Objective | Rewrite the lines from the one holding "find the tree in background" through the end of the records, inclusive, shifting every point by adding 25 to both of its coordinates. Leave all other text on those lines unchanged.

--- Task inputs ---

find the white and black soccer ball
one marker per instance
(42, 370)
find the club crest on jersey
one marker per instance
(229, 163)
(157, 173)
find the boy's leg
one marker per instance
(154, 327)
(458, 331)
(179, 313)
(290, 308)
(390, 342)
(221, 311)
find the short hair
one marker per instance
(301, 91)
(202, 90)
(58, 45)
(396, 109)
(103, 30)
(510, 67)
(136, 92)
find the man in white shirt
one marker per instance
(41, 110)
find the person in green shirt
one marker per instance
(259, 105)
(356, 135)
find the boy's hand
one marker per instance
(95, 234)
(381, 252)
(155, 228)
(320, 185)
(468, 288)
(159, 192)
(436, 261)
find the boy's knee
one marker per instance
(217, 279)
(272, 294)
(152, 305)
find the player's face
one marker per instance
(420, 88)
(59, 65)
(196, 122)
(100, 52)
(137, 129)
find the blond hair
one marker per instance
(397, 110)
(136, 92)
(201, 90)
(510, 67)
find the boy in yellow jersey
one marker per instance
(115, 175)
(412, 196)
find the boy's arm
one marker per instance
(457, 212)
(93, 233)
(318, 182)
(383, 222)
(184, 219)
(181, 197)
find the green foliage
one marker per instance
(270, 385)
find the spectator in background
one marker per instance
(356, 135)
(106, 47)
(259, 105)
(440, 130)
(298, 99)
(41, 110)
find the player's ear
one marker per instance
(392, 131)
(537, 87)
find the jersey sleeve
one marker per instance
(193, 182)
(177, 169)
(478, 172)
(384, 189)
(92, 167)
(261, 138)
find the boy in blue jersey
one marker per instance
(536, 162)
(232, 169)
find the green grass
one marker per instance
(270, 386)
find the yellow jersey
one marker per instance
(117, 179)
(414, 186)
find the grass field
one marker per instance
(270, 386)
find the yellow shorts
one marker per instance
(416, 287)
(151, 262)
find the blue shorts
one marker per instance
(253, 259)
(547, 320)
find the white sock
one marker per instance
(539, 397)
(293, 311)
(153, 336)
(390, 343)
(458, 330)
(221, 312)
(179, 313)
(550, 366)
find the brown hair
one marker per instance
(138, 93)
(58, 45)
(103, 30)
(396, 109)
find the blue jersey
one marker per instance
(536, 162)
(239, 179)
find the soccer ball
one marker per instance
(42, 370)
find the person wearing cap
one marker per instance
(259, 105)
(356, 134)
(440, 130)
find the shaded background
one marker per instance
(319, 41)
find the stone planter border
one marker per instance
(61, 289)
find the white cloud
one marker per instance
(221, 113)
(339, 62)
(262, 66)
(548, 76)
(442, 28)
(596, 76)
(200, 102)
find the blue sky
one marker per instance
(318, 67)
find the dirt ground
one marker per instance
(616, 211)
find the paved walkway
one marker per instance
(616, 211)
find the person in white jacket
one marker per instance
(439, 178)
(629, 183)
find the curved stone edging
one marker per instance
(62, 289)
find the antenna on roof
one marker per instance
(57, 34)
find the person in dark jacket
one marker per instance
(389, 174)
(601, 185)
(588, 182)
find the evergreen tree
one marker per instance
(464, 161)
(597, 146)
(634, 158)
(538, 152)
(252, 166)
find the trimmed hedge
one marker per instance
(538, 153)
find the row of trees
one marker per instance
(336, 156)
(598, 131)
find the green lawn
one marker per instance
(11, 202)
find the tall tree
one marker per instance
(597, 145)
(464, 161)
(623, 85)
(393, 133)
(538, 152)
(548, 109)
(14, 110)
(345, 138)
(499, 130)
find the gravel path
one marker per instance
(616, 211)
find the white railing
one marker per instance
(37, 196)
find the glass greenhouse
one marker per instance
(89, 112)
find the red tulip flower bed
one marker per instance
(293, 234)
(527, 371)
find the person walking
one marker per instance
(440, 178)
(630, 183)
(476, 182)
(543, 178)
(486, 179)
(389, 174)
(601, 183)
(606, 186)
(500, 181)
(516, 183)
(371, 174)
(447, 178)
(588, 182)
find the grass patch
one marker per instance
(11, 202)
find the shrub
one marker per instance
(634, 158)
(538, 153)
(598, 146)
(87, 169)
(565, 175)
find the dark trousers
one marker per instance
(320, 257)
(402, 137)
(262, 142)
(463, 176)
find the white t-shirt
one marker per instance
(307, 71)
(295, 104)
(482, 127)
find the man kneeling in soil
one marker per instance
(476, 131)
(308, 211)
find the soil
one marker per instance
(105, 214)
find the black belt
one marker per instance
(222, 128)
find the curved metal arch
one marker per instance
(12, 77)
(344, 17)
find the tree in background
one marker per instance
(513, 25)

---

Written response |
find the tree in background
one marker per instance
(538, 50)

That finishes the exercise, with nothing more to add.